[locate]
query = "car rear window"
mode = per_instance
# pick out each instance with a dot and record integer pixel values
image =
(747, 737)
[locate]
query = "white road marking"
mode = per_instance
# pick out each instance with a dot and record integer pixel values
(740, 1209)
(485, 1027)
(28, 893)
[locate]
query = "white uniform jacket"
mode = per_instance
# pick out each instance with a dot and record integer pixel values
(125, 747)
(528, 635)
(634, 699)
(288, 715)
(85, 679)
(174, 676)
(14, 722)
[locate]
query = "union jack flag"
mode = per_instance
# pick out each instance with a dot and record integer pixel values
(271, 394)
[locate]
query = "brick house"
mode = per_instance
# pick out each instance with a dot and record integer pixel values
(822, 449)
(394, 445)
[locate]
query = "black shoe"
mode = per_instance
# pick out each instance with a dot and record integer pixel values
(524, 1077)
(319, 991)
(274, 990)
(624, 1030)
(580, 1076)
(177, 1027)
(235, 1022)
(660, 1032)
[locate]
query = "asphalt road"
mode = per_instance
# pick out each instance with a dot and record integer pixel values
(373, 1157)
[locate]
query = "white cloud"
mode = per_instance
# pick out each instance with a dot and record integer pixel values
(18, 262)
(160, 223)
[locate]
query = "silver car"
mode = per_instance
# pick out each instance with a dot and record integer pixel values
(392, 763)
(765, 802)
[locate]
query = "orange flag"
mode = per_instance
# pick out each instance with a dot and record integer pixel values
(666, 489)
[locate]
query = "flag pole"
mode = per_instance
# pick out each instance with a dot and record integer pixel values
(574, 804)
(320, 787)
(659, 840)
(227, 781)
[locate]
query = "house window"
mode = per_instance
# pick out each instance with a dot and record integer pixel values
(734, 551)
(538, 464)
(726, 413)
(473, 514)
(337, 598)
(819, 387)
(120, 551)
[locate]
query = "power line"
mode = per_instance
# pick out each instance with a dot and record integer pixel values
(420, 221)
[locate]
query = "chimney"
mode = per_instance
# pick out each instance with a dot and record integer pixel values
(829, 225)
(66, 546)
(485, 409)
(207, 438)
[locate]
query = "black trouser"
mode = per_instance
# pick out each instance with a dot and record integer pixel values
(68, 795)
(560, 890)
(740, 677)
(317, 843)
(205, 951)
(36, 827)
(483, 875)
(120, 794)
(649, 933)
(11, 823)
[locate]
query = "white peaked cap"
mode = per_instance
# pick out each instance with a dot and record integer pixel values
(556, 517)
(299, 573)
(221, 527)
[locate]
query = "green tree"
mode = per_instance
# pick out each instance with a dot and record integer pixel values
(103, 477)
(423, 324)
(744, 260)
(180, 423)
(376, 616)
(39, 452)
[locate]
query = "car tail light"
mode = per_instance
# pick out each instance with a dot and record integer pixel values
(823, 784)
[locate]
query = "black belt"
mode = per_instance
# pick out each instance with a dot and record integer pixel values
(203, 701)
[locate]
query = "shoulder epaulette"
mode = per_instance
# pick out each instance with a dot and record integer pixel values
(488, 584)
□ □ □ □ □ □ □
[Assignment] The answer must be every line of the records that holds the string "house".

[Answer for the task]
query = "brick house"
query = "house window"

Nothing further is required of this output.